The listing below should be written out again word for word, please.

#### GIVEN RECORDS ####

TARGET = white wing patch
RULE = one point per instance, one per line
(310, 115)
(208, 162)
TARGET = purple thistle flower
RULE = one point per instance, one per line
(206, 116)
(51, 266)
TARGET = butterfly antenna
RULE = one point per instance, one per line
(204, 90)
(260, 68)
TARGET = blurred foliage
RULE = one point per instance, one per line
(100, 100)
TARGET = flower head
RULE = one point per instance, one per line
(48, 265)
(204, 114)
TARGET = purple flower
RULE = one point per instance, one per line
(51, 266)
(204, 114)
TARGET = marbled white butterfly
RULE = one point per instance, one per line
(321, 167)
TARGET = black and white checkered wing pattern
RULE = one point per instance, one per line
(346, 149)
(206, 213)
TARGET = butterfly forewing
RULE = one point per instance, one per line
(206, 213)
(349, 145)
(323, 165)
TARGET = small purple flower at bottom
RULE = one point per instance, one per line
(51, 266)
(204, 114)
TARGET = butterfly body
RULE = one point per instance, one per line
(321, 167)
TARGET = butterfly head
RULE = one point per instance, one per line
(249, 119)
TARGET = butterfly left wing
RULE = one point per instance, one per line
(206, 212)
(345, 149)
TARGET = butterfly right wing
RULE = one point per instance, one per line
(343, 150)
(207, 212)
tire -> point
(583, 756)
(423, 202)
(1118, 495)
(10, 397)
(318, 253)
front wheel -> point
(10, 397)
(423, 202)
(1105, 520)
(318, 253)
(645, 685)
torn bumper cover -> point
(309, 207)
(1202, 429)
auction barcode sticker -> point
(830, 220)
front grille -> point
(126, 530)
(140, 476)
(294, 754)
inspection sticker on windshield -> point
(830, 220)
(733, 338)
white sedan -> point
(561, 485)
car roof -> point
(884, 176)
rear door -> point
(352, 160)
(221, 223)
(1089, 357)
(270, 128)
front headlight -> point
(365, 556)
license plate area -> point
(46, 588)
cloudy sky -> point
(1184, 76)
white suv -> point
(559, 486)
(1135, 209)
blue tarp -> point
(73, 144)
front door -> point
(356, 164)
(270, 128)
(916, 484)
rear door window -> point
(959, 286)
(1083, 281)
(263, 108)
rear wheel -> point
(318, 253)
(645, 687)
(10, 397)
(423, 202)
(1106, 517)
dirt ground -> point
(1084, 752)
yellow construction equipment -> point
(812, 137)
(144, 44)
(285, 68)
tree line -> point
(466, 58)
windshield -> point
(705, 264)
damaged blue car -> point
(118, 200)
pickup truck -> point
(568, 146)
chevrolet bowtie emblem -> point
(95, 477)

####

RESPONSE:
TARGET = white wing patch
RULE = one point per instance, one per line
(310, 115)
(208, 162)
TARGET = purple thistle flower
RULE = one point per instance, one per line
(206, 116)
(51, 266)
TARGET = butterfly antenna
RULE = one point per instance, one per line
(204, 90)
(260, 68)
TARGET = blurred foliage
RULE = one point per instance, one per line
(100, 100)
TARGET = flower head
RULE = one point per instance, one per line
(48, 265)
(204, 114)
TARGET = purple flower
RULE = one point per instance, one per line
(51, 266)
(204, 114)
TARGET = marbled white butterfly
RULE = one point per instance, one per line
(321, 167)
TARGET = black and white checkered wing pattern
RULE = one point per instance, one per line
(346, 149)
(206, 213)
TARGET = butterfly forewing
RULE = one point per instance, one per line
(206, 213)
(349, 145)
(323, 165)
TARGET = small purple flower at bottom
RULE = one point per instance, one per line
(51, 266)
(204, 114)
TARGET = butterfly body
RULE = one point per instance, one per line
(321, 167)
TARGET = butterfly head
RULE = one point per instance, one per line
(249, 119)
TARGET = butterfly left wing
RULE = one point per instance, one per line
(206, 212)
(345, 149)
TARGET = butterfly right wing
RULE = one point per instance, one per line
(343, 150)
(207, 212)
tire -> point
(583, 756)
(423, 202)
(1118, 495)
(10, 397)
(318, 253)
front wheel -> point
(10, 397)
(423, 202)
(1105, 520)
(318, 253)
(645, 685)
torn bumper cover -> point
(309, 207)
(1202, 429)
auction barcode sticker -> point
(830, 220)
front grille -> point
(126, 530)
(140, 476)
(294, 754)
inspection sticker on windshield -> point
(830, 220)
(733, 338)
white sedan -> point
(561, 485)
car roof -> point
(884, 176)
rear door -> point
(352, 160)
(221, 223)
(1089, 357)
(270, 128)
front headlight -> point
(365, 556)
license plate area -> point
(46, 588)
cloudy sky -> point
(1184, 76)
white suv -> point
(559, 486)
(1135, 209)
blue tarp -> point
(73, 144)
front door -> point
(356, 164)
(270, 128)
(916, 484)
rear door window -> point
(959, 286)
(1083, 281)
(263, 108)
rear wheel -> point
(318, 253)
(645, 687)
(10, 397)
(423, 202)
(1106, 517)
dirt ground -> point
(1084, 752)
yellow construction equipment -> point
(812, 137)
(144, 44)
(285, 68)
tree line -> point
(466, 58)
windshield -> point
(705, 264)
damaged blue car -> point
(118, 200)
pickup truck -> point
(568, 146)
chevrolet bowtie emblem -> point
(95, 477)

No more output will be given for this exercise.